> **DATA FOR THE TASK**:
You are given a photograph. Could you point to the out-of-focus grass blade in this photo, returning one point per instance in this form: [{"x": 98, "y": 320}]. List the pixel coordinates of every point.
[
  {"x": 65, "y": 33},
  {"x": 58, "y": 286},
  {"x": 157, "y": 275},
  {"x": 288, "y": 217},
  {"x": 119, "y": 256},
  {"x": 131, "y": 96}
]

> **STATED TASK**: Return the material above unchanged, line for line.

> **CORRECT OUTPUT**:
You are given a photograph. Could you point to the out-of-focus grass blade in this photo, returning one point per instance in this form: [{"x": 98, "y": 320}]. List the pixel coordinates of every point.
[
  {"x": 65, "y": 33},
  {"x": 58, "y": 286},
  {"x": 157, "y": 275},
  {"x": 288, "y": 217},
  {"x": 119, "y": 256},
  {"x": 131, "y": 96}
]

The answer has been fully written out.